### Exercise details
Render the listing below as a Markdown table with the columns Row and Line, one numbered row per line and blank lines omitted.
━━━━━ Materials provided
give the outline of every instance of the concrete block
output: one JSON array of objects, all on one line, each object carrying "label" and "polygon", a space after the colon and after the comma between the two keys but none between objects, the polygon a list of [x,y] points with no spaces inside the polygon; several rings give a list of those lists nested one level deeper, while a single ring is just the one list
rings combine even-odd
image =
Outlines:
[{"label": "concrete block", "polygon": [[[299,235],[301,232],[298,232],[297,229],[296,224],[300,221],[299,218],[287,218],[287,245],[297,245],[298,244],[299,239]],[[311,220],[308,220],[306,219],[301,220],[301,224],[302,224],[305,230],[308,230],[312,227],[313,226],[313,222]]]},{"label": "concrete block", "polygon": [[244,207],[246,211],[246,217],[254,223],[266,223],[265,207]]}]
━━━━━━━━━━
### Result for this exercise
| Row | Line |
|---|---|
| 1 | give the outline of every instance of the concrete block |
| 2 | output: one JSON array of objects, all on one line, each object carrying "label" and "polygon", a space after the colon and after the comma between the two keys but none between objects, the polygon a list of [x,y] points with no spaces inside the polygon; several rings give a list of those lists nested one level deeper, while a single ring is just the one list |
| 3 | rings combine even-odd |
| 4 | image = |
| 5 | Outlines: |
| 6 | [{"label": "concrete block", "polygon": [[[299,235],[301,232],[298,232],[297,229],[296,224],[300,221],[299,218],[287,218],[287,245],[297,245],[298,244],[299,239]],[[311,220],[308,220],[306,219],[301,220],[301,224],[302,224],[305,230],[308,230],[312,227],[313,226],[313,222]]]},{"label": "concrete block", "polygon": [[244,207],[246,211],[246,217],[254,223],[266,223],[265,207]]}] |